AUSGANGSTEXT:
──────────────────────────────

# wow speicherauslastungs error



## Alpax (9. August 2009)

Ich bekomme (immer wieder) (zu oft) (VIEL zu oft) einen WoW-Error

This application has encountered a critical error:

Für diesen Befehl ist *nicht genügend Speicher* verfügbar.

Program:	E:\World of Warcraft\WoW.exe
File:	.\MapMem.cpp
Line:	560

Requested *2689730 bytes of memory*

2,5 GIGABYTE RAM ... und an den Addons liegts nicht .. das dachte ich nämlich auch und hab alle deaktiviert ... geändert hat sich aber null


Was kann da sein?

Ich habe Vista 32 und 2GB (zu wenig offensichtlich) RAM .. und ausser WoW nix offen ausser paar Hinergrundprogramme (rechts unten neben der Uhr)

mfg Alpax


----------



## Teleriel (9. August 2009)

──────────────────────────────

AUFGABE 1: Wie viele Bytes Speicher wurden laut der Fehlermeldung im Forenbeitrag angefordert?

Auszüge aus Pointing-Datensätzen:
──────────────────────────────

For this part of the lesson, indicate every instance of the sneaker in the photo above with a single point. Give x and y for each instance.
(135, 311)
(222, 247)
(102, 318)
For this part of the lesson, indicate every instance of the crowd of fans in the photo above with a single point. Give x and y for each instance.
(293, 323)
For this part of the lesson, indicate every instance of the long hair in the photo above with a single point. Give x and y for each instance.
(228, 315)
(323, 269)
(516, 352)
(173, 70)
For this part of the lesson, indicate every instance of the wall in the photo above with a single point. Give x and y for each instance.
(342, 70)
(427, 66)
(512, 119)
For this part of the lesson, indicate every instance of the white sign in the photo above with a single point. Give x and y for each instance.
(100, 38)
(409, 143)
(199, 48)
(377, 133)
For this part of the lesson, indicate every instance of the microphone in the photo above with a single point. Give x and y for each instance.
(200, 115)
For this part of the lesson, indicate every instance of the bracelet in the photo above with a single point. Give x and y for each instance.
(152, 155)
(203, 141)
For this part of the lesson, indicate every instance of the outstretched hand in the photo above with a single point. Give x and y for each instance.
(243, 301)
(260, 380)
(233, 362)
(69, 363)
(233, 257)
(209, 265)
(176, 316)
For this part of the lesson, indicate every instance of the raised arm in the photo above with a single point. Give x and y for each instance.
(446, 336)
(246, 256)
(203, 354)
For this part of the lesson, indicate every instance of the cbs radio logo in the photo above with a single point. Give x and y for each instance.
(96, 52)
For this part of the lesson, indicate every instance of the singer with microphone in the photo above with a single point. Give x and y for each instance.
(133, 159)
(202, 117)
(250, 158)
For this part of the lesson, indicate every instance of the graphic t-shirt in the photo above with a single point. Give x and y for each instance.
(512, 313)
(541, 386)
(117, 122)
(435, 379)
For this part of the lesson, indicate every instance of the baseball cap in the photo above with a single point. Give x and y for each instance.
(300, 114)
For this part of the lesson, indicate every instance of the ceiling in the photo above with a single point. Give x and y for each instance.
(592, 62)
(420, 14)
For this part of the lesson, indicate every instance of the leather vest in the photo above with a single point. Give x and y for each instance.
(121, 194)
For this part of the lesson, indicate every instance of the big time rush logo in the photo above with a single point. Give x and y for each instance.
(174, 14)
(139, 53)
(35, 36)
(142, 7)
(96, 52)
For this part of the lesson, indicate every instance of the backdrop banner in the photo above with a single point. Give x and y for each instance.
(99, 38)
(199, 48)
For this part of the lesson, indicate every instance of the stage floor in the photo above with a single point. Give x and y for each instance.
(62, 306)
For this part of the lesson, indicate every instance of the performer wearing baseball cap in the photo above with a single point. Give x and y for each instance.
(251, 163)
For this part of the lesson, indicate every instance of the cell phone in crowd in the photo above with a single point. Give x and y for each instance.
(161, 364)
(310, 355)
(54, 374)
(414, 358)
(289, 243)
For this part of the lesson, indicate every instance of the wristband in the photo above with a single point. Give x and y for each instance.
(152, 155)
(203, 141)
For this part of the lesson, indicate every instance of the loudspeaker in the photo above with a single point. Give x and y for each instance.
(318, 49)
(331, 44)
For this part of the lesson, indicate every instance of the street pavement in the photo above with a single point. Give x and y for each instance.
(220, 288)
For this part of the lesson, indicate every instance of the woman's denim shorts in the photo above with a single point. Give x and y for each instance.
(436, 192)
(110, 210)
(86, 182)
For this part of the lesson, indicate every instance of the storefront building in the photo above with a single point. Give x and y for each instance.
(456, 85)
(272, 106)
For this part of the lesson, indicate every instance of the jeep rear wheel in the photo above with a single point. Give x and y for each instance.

──────────────────────────────

AUFGABE 2: Zeige jede Zeile oben, in der das Wort „microphone“ vorkommt.

VOLLSTÄNDIGE LÖSUNG 1: 2689730 Bytes.

VOLLSTÄNDIGE LÖSUNG 2:
For this part of the lesson, indicate every instance of the microphone in the photo above with a single point. Give x and y for each instance.
For this part of the lesson, indicate every instance of the singer with microphone in the photo above with a single point. Give x and y for each instance.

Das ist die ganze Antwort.